> Passage given:
The contemplated murder of eight men, whose only crime is that they have

DARED TO SPEAK THE TRUTH,

may open the eyes of these suffering millions; may wake them up. Indeed, I have noticed that our conviction has worked miracles in this direction already. The class that clamors for our lives, the good, devout Christians, have attempted in every way, through their newspapers and otherwise, to conceal the true and only issue in this case. By simply designating the defendants as "Anarchists," and picturing them as a newly discovered tribe or species of cannibals, and by inventing shocking and horrifying stories of dark conspiracies said to be planned by them -these good Christians zealously sought to keep the naked fact from the working people and other righteous parties, namely: That on the evening of May 4, 200 armed men, under the command of a notorious ruffian,

ATTACKED A MEETING OF PEACEABLE CITIZENS!

With what intention? With the intention of murdering them, or as many of them as they could. I refer to the testimony given by two of our witnesses. The wage-workers of this city began to object to being fleeced too much-they began to say some very true things, but they were highly disagreeable to our patrician class; they put forth-well, some very modest demands. They thought eight hours hard toil a day for scarcely two hours' pay was enough.

THIS LAWLESS RABBLE HAD TO BE SILENCED!

The only way to silence them was to frighten them, and murder those whom they looked up to as their "leaders." Yes, these foreign dogs had to be taught a lesson, so that they might never again interfere with the high-handed exploitation of their benevolent and Christian masters. Bonfield, the man who would bring a blush of shame to the managers of the Bartholomew night-Bonfield, the illustrious gentleman with a visage that would have done excellent service to Dore in portraying Dante's



[004]

fiends of hell-Bonfield was the man best fitted to consummate the

CONSPIRACY OF THE CITIZENS' ASSOCIATION,

of our patricians. If I had thrown that bomb, or had caused it to be thrown, or had known of it, I would not hesitate a moment to state so. It is true a number of lives were lost-many were wounded. But hundreds of lives were thereby saved! But for that bomb, there would have been a hundred widows and hundreds of orphans where now there are few. These facts have been carefully suppressed, and we were accused and convicted of conspiracy by the real conspirators and their agents. This, your honor, is one reason why sentence should not be passed by a court of justice-if that name has any significance at all.

> Stored records:
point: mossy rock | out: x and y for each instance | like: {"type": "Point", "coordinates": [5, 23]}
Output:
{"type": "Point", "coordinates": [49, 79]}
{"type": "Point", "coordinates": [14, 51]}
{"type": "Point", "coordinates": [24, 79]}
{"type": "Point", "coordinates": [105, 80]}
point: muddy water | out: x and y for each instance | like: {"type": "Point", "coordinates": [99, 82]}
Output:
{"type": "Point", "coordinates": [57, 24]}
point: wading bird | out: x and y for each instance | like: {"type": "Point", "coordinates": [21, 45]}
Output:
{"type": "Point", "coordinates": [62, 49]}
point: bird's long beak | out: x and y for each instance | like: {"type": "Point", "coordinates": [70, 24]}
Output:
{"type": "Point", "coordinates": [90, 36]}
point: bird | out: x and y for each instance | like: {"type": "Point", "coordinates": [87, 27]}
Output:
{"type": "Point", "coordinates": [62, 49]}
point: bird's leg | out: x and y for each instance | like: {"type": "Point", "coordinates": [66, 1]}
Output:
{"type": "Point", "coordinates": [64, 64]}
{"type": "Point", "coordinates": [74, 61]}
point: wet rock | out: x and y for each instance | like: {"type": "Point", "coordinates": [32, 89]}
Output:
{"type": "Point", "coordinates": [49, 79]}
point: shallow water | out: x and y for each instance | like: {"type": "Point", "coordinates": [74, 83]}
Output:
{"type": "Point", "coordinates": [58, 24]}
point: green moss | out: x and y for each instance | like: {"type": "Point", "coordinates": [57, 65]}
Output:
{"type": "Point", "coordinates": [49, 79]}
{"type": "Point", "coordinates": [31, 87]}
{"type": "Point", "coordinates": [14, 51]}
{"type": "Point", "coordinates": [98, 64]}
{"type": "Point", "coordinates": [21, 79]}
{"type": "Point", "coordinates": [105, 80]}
...
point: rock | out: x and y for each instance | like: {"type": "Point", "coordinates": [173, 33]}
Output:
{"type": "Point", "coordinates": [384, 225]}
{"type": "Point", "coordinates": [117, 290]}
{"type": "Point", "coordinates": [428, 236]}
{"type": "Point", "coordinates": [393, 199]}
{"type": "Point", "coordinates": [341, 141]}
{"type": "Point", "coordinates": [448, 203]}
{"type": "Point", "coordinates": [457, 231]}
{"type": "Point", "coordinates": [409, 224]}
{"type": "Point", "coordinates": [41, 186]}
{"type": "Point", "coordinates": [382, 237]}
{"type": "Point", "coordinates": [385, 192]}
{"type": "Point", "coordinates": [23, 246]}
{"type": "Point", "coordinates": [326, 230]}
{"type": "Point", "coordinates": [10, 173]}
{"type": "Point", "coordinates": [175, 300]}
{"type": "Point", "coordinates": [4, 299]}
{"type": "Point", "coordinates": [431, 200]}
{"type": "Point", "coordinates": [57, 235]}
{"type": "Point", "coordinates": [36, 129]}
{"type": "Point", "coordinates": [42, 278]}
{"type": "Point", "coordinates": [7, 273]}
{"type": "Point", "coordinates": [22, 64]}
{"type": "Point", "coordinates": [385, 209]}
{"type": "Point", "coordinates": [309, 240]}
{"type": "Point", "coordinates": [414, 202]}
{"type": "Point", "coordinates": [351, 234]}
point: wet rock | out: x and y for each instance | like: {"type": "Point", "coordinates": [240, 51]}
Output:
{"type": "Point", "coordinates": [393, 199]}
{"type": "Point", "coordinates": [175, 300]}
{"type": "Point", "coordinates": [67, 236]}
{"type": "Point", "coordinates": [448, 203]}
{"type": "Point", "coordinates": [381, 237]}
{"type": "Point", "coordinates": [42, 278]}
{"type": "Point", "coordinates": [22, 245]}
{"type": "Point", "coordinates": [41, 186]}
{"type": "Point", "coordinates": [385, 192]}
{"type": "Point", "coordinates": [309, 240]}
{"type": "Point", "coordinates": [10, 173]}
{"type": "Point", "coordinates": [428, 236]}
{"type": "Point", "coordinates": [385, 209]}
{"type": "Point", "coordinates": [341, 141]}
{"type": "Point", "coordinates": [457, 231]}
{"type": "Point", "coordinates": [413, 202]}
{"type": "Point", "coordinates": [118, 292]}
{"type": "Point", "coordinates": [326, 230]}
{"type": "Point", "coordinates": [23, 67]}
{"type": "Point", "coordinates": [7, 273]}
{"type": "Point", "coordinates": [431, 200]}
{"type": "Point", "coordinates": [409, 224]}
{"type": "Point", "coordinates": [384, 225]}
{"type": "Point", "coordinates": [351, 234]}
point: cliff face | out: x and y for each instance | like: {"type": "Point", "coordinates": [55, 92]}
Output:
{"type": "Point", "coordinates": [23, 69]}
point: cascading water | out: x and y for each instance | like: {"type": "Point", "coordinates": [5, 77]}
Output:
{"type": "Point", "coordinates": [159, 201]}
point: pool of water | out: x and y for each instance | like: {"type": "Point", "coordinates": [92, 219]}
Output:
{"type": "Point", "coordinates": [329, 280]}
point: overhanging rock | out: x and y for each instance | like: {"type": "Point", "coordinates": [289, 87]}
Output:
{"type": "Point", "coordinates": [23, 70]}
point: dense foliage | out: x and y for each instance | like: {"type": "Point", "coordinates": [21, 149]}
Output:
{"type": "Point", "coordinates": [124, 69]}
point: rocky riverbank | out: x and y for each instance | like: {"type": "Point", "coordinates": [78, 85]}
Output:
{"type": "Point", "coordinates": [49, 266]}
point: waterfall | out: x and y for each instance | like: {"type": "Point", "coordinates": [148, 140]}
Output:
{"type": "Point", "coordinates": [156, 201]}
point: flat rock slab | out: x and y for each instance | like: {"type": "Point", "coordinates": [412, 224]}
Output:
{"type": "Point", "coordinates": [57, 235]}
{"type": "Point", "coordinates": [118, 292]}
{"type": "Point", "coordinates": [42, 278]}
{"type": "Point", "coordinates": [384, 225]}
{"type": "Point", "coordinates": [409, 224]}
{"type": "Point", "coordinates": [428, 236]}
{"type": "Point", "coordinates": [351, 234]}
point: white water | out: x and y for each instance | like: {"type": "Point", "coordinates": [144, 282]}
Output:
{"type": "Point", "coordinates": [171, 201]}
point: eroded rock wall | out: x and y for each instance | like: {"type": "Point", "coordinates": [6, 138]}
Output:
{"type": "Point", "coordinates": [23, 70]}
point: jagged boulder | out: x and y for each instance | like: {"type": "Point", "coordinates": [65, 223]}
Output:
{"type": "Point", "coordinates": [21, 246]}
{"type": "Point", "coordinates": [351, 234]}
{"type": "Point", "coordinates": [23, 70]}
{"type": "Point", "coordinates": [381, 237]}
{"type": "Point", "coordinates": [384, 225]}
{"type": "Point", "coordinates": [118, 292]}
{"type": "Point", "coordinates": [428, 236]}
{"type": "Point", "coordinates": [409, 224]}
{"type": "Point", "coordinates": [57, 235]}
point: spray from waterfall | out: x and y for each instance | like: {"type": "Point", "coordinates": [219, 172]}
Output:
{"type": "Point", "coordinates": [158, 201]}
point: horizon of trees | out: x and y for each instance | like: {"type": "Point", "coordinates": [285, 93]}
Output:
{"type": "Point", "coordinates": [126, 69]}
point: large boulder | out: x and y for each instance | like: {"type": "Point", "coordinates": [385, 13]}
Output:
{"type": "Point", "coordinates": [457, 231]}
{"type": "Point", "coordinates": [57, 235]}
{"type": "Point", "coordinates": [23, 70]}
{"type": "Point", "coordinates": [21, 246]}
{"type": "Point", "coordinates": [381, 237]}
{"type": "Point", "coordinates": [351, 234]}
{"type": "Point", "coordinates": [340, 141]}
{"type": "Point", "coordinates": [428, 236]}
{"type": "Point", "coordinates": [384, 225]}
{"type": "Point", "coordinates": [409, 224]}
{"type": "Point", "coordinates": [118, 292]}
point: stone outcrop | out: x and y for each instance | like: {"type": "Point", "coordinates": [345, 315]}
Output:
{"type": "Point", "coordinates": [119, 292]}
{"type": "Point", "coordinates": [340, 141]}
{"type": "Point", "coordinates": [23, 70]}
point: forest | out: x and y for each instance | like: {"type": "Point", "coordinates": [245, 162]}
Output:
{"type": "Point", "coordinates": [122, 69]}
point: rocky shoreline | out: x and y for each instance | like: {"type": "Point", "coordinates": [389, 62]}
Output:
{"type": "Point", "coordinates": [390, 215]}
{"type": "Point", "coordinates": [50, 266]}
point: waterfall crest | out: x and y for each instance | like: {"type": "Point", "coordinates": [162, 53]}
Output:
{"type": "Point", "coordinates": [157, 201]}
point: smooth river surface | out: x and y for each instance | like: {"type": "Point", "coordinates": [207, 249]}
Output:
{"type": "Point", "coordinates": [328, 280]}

> Prompt 1: List every phrase printed entirely in capital letters in the speech about the May 4 meeting.
> Prompt 2: Extend the speech about the May 4 meeting, picking up right after its final sentence.

> Written response 1:
- DARED TO SPEAK THE TRUTH,
- ATTACKED A MEETING OF PEACEABLE CITIZENS!
- THIS LAWLESS RABBLE HAD TO BE SILENCED!
- CONSPIRACY OF THE CITIZENS' ASSOCIATION,

> Written response 2:
"But," says the State, "you have published articles on the manufacture of dynamite and bombs." Show me a daily paper in this city that has not published similar articles! I remember very distinctly a long article in the Chicago Tribune of February 23, 1885. The paper contained a description and drawings of different kinds of infernal machines and bombs. I remember this one especially, because I bought the paper on a railroad train, and had ample time to read it. But since that time the Times has often published similar articles on the subject, and some of the dynamite articles found in the Arbeiter-Zeitung were translated articles from the Times, written by Generals Molineux and Fitz John Porter, in which the use of dynamite bombs

AGAINST STRIKING WORKMEN

is advocated as the most effective weapon against them. May I learn why the editors of these papers have not been indicted and convicted for murder? Is it because they have advocated the use of this destructive agent only against the common rabble? I seek information. Why was Mr. Stone of the News not made a defendant in this case? In his possession was found a bomb. Besides that Mr. Stone published an article in January which gave full information regarding the manufacture of bombs. Upon this information any man could prepare a bomb ready for use at the expense of

NOT MORE THAN TEN CENTS.

The News probably has ten times the circulation of the Arbeiter-Zeitung. Is it not likely that the bomb used on May 4th was one made after the News' pattern? As long as these men are not charged with murder and convicted. I insist, your honor, that such discrimination in favor of capital is incompatible with justice, and sentence should therefore not be passed.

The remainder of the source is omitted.